# DATA ROWS
━━━━━━

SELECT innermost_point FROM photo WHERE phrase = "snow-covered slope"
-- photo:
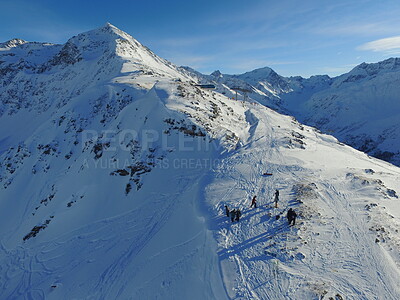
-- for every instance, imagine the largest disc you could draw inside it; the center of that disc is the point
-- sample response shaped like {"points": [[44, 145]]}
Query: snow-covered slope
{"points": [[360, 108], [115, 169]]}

━━━━━━

# SHORT TASK
Rewrite the entries above, switching each "disc" to "circle" and changing nothing else. Leave the pictures out of your answer.

# TASK OUTPUT
SELECT innermost_point FROM photo WHERE phrase = "snow-covered slope"
-- photo:
-- for every instance, imagine the largest circle you could draw inside it; the center of that circle is the point
-- sample response shaped like {"points": [[44, 145]]}
Query: snow-covered slope
{"points": [[360, 108], [115, 169]]}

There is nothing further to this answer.